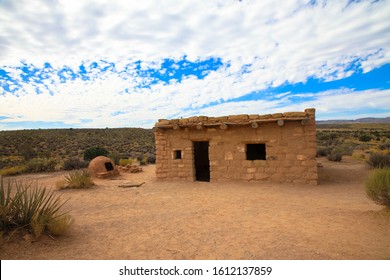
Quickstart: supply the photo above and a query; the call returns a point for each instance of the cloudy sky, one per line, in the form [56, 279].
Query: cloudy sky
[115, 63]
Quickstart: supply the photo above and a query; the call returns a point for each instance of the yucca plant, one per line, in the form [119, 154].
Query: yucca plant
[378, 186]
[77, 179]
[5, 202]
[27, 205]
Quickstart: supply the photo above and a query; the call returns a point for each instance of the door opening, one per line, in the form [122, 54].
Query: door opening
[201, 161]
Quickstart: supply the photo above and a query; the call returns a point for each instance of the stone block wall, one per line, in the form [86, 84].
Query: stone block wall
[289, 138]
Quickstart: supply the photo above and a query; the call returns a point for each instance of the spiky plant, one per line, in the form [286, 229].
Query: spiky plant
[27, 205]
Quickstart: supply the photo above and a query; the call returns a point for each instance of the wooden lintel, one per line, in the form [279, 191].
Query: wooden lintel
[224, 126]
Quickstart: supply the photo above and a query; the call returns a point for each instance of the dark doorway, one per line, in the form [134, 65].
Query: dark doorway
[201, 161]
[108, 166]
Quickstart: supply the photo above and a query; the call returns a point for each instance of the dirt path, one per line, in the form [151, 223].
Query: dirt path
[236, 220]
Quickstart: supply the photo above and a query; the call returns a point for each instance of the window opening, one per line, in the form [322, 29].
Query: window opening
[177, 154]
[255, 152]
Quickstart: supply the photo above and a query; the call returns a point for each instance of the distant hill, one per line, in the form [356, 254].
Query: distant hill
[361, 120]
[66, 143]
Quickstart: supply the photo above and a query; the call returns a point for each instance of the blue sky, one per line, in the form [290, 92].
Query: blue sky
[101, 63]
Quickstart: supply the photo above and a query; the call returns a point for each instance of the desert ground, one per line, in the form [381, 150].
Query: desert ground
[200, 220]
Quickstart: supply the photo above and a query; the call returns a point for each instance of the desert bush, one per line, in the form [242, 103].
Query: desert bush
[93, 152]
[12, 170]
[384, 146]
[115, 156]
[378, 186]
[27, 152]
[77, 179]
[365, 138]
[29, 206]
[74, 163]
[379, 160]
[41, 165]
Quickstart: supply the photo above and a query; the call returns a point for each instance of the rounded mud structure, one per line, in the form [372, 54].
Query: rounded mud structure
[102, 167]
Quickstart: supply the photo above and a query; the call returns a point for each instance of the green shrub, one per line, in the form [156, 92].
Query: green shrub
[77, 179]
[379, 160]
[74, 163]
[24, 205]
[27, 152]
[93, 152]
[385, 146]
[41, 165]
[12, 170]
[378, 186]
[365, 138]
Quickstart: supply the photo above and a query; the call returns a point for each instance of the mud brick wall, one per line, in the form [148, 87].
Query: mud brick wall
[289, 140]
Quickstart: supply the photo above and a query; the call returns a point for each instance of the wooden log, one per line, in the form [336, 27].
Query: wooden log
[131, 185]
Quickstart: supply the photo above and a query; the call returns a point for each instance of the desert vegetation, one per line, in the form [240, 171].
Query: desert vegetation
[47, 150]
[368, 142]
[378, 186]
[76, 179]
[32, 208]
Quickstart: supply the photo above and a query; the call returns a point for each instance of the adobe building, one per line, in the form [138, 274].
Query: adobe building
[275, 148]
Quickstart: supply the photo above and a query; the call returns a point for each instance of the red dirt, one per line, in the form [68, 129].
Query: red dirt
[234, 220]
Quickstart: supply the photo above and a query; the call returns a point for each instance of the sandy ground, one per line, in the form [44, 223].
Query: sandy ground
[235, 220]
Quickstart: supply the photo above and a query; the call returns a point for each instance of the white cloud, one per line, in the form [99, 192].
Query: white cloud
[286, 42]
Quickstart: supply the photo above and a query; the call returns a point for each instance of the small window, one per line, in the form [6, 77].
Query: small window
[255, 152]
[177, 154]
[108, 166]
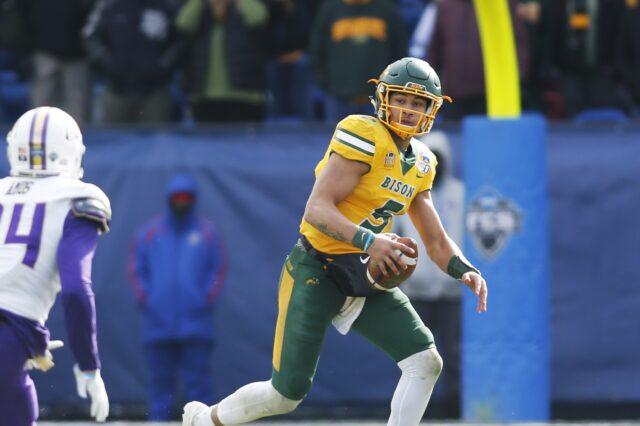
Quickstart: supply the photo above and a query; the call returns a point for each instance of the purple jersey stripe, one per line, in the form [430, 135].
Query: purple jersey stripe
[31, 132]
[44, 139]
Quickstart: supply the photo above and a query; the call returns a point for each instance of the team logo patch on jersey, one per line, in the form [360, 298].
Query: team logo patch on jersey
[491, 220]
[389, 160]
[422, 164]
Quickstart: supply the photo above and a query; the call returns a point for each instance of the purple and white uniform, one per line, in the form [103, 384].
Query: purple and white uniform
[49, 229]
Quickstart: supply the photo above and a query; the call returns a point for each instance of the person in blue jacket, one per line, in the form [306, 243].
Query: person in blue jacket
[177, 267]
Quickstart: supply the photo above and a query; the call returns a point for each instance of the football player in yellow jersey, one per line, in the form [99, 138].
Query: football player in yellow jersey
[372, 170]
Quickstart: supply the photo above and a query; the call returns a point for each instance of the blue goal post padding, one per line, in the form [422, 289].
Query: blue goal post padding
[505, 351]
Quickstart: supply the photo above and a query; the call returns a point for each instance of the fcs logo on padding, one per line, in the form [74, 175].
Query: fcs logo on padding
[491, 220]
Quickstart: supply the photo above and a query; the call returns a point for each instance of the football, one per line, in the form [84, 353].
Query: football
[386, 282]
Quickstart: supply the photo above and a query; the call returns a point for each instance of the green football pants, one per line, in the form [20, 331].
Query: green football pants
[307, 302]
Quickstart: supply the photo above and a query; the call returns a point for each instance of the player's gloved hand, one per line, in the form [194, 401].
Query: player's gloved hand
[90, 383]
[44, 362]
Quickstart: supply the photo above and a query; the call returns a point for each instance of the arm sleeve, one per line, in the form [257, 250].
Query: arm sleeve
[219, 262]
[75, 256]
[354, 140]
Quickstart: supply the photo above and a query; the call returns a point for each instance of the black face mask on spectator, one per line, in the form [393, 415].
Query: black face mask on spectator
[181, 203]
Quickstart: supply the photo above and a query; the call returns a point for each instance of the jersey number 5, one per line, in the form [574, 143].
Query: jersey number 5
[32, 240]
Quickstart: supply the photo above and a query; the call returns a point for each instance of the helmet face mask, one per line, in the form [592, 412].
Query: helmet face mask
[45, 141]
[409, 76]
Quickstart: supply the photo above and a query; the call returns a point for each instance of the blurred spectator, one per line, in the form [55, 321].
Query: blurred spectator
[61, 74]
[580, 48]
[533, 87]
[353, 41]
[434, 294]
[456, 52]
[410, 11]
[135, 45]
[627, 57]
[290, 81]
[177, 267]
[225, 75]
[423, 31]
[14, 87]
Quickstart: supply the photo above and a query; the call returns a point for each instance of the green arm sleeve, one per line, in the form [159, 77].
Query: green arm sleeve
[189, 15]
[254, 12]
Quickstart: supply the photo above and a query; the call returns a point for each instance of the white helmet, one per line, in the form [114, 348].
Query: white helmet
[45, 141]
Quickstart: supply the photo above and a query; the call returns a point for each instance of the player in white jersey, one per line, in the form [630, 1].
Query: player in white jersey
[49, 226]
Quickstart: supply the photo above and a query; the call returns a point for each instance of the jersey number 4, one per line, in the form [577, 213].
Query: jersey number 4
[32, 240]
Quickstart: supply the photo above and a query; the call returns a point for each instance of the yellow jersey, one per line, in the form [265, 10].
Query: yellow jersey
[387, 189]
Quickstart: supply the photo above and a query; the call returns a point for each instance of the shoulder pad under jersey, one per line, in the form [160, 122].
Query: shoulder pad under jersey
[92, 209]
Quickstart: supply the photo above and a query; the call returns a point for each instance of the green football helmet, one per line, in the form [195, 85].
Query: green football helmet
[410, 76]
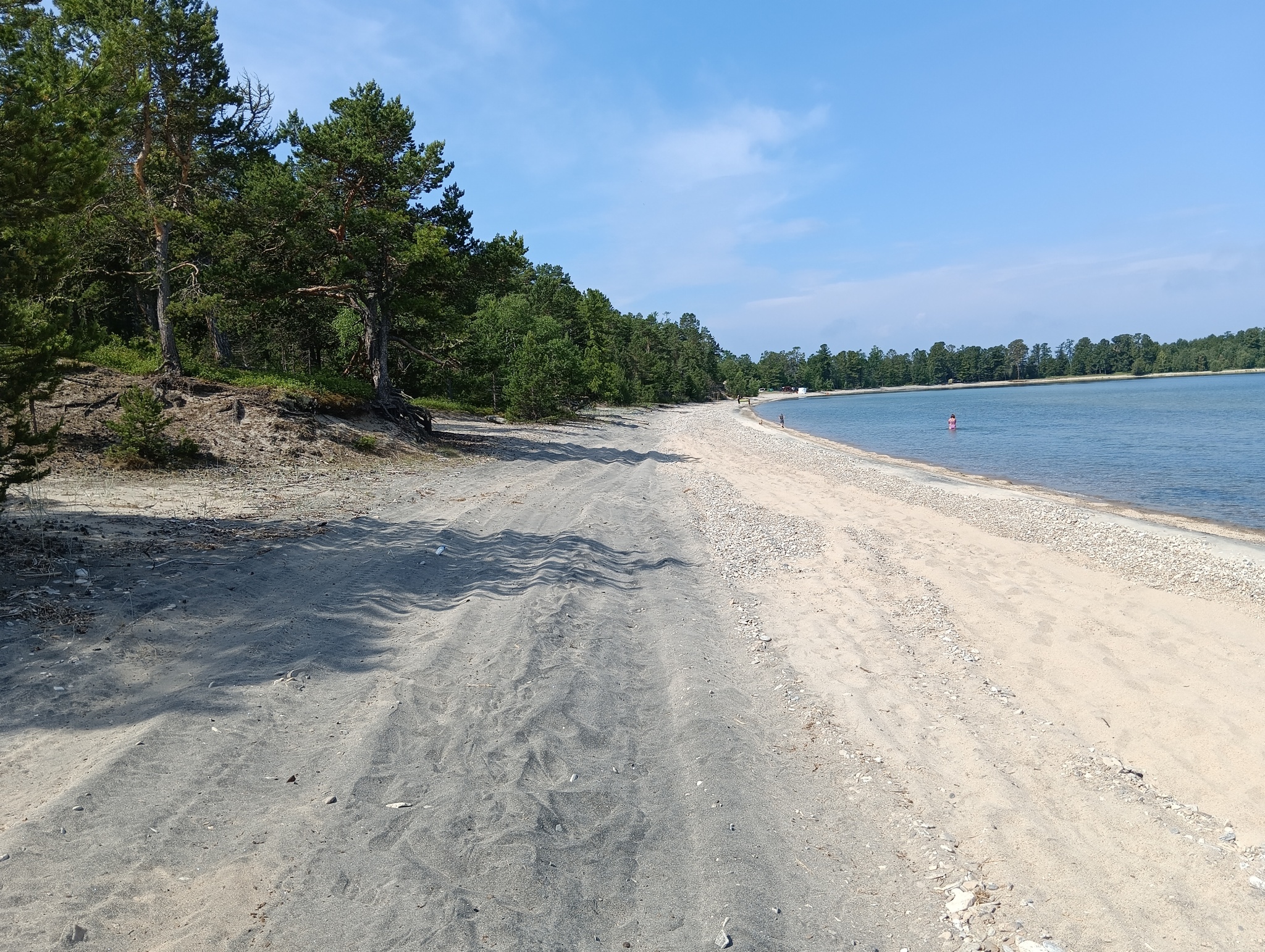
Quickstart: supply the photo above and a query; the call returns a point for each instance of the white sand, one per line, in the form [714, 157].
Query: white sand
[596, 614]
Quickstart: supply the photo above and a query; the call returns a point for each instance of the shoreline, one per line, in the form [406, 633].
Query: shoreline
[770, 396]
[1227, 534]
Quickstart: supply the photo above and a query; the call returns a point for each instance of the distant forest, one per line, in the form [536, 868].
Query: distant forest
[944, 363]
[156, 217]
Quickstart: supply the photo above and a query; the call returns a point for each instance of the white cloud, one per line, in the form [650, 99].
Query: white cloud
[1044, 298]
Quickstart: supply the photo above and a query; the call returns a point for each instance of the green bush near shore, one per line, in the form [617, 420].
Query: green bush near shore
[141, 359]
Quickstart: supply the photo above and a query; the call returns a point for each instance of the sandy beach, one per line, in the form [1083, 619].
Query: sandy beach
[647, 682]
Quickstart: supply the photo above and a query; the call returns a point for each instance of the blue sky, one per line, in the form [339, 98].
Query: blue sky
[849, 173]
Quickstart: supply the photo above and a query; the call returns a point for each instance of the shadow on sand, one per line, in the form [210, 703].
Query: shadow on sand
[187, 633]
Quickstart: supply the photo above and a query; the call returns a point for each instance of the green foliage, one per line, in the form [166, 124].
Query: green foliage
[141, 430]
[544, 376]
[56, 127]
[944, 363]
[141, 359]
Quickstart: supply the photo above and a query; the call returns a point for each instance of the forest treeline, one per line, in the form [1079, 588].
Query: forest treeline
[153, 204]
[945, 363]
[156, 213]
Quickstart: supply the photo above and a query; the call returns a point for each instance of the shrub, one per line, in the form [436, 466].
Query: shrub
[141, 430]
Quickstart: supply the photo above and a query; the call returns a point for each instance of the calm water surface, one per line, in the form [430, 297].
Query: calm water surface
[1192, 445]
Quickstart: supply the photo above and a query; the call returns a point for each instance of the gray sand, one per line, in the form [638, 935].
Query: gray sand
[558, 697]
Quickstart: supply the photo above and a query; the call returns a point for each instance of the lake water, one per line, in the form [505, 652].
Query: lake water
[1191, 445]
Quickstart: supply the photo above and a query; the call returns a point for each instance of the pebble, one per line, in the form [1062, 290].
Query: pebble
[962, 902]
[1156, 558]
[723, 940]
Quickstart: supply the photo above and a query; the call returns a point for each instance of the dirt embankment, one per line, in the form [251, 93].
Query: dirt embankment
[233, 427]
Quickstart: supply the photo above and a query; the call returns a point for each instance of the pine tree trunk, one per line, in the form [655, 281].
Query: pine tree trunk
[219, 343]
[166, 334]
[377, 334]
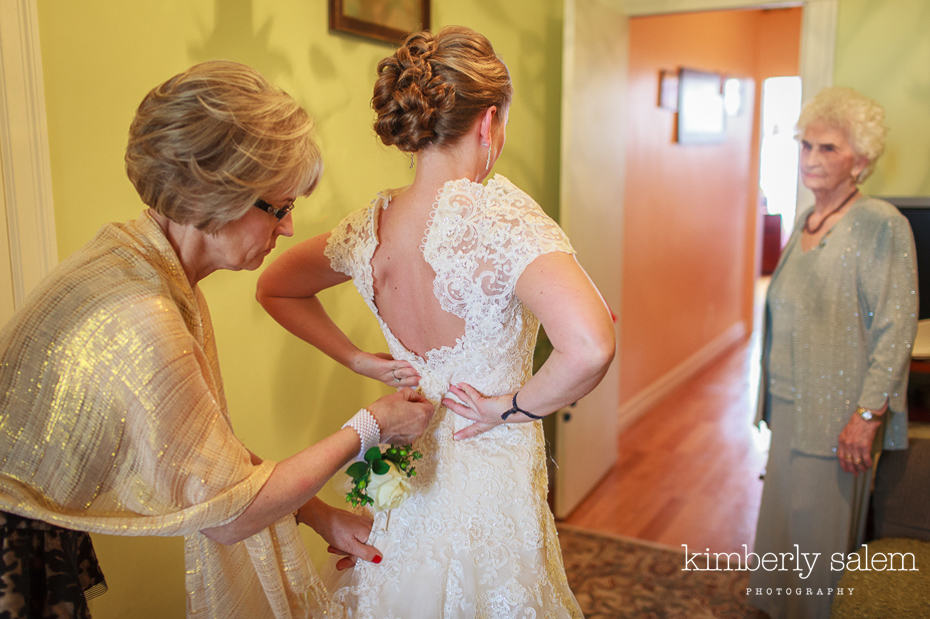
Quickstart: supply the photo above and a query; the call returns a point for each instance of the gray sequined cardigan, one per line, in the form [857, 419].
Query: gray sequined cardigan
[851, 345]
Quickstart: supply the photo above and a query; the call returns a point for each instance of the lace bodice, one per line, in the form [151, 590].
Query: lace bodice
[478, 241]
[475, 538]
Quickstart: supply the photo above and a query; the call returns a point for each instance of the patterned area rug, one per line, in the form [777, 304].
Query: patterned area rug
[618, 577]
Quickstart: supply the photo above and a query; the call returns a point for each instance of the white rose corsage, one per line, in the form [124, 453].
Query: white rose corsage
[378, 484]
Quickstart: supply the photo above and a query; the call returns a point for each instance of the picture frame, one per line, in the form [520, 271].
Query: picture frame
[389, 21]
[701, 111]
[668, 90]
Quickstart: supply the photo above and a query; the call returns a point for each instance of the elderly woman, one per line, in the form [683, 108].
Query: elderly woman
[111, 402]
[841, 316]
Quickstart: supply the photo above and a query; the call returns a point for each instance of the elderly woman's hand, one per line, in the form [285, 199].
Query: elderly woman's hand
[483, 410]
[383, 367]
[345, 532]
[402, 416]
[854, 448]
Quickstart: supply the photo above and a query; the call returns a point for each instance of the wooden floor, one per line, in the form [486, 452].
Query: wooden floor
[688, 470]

_ _ _ _ _

TASK DIRECTIONS> Omit the pictures and print again exactly the lines from the one with "form [1062, 290]." through the final line of the entries, both ends included.

THE COMPLETED TASK>
Quickstart: supply the photo above and a query; the call returns a point for each instance of the pebble, one per line, in the form [1062, 290].
Query: pebble
[962, 902]
[1156, 558]
[723, 940]
Quickstart: supply the photo above and a query; the call returns a point for each instance of the dirt embankment, one per line, in the form [251, 93].
Query: dirt embankment
[233, 427]
Quickstart: supply the photo above and a query; the call returns a point for each instance of the pine tree trunk, one per line, in the form [655, 281].
Query: pine tree trunk
[219, 343]
[166, 334]
[377, 334]
Quickstart: supply the photo above and a query; the call returns a point for each instance of the gray sequined cardigan, one per line, in the form [857, 419].
Query: gray sequined cardigan
[851, 345]
Quickstart: supply the photo above and a query; the call returns a point for each instance of the lace bodice, one per line, in the form [151, 590].
Query: lace bodice
[478, 241]
[475, 538]
Quickstart: supply the photo above and a query; the call returns a point for each instance of the patterned area rug, one per line, in the form [777, 304].
Query: patterned area rug
[618, 577]
Quickstart: supply the photo above and a query; the call returns a point for each instance of the white rose corsage, one per line, in the form [124, 453].
Query: white rose corsage
[378, 484]
Quickstart: supply the photo above and a query; the call returns a point for each instance of the picture frame, one per line, in the form [520, 271].
Query: picture frame
[389, 21]
[701, 111]
[668, 90]
Quickstart: supply the photo above and a query; the call returns a point for each instance of the elderly woman, one per line, in the form [683, 108].
Query: elderly woman
[111, 402]
[841, 316]
Quickstart: supply the photo above and a query; the call returns a point for each instance of the elderly woman's hand, one per line, in the form [285, 199].
Query: elderly woman's hand
[483, 410]
[383, 367]
[345, 532]
[402, 416]
[854, 448]
Quickstart: supply the photo above and a query; the call returns a point for each instance of the wooden floor, one per line, in the form [486, 452].
Query: wooden floor
[688, 470]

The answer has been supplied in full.